Edit the material below by replacing each "indicate" with "mark" and changing nothing else. Leave the pictures out of your answer.

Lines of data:
____________

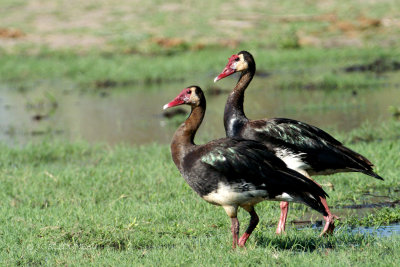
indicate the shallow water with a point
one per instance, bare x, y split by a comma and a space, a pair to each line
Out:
381, 231
133, 115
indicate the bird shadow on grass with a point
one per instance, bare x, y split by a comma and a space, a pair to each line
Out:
300, 242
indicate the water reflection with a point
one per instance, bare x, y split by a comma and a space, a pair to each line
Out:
134, 115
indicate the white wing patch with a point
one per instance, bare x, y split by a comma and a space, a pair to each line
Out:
292, 160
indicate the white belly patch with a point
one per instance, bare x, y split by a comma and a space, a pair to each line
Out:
230, 194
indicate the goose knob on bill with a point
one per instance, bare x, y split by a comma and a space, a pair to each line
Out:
303, 147
232, 172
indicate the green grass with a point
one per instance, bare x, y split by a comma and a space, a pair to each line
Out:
71, 203
74, 203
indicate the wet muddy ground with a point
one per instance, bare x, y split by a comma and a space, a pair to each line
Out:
133, 114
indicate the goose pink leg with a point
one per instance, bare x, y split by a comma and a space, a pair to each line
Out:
282, 220
235, 231
252, 225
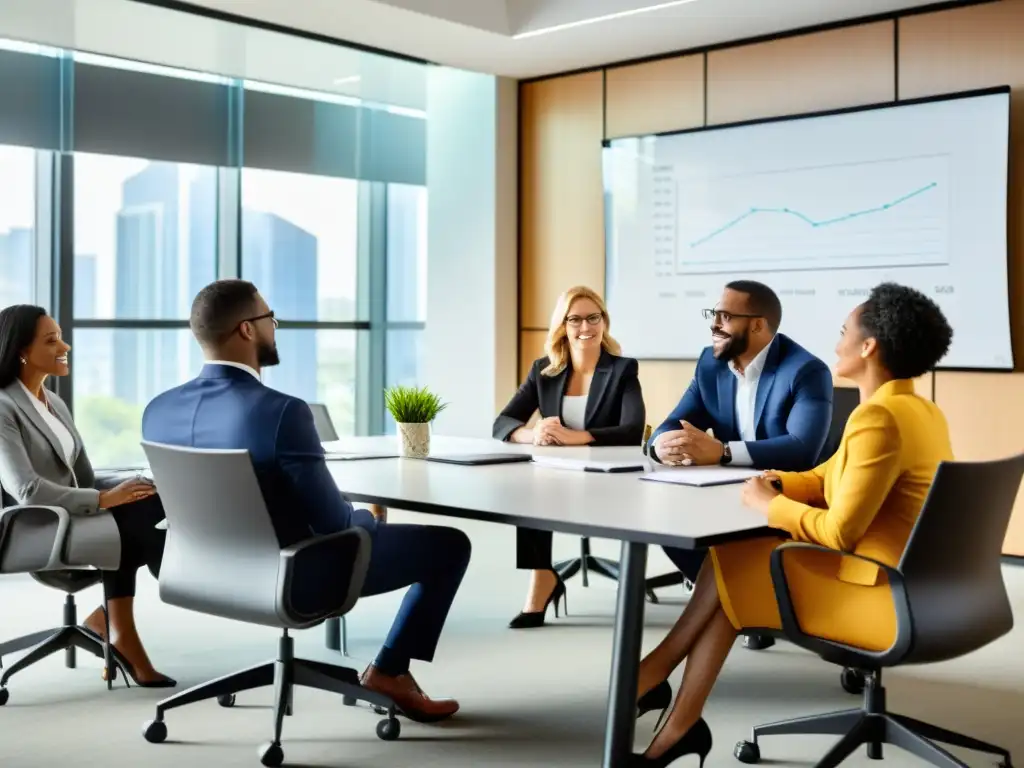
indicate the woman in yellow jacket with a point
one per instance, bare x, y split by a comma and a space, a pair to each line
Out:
864, 500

____________

# Exercise response
mark the shallow water with a point
one per instance, bare x, y split by a comma and a space, a pair to each line
Out:
381, 231
133, 115
mark the bird shadow on grass with a point
one per instance, bare x, y split by a comma and a space, a pair to each line
Out:
300, 242
mark the water reflection with a point
one per instance, bare x, y split by a comma and a space, a pair to each line
Out:
134, 115
mark the white wing patch with a point
one per instance, bare x, y split by a comma and a space, a pair to each line
Out:
292, 160
mark the white belly patch with a point
one per instance, bare x, y split by a comma and a space, a pair to each line
Out:
230, 194
mark the goose knob on bill with a point
one per instance, bare x, y split by a comma and a space, a pair to each line
Out:
303, 147
232, 172
mark the green grass with a point
one per instance, bare x, y split by a comma and a space, a pair to each line
Out:
71, 203
74, 203
mark the wet muddy ground with a point
one per instance, bare x, y split by a comma and a space, a pair to each line
Out:
133, 114
mark the goose pink leg with a point
one per instance, bare x, y split by a comma and a space, a pair to each line
Out:
282, 220
235, 231
252, 225
mark the woman in yellow jacket with a point
one per instance, bare x, y split by a comma and a space, a pair to each line
Out:
864, 500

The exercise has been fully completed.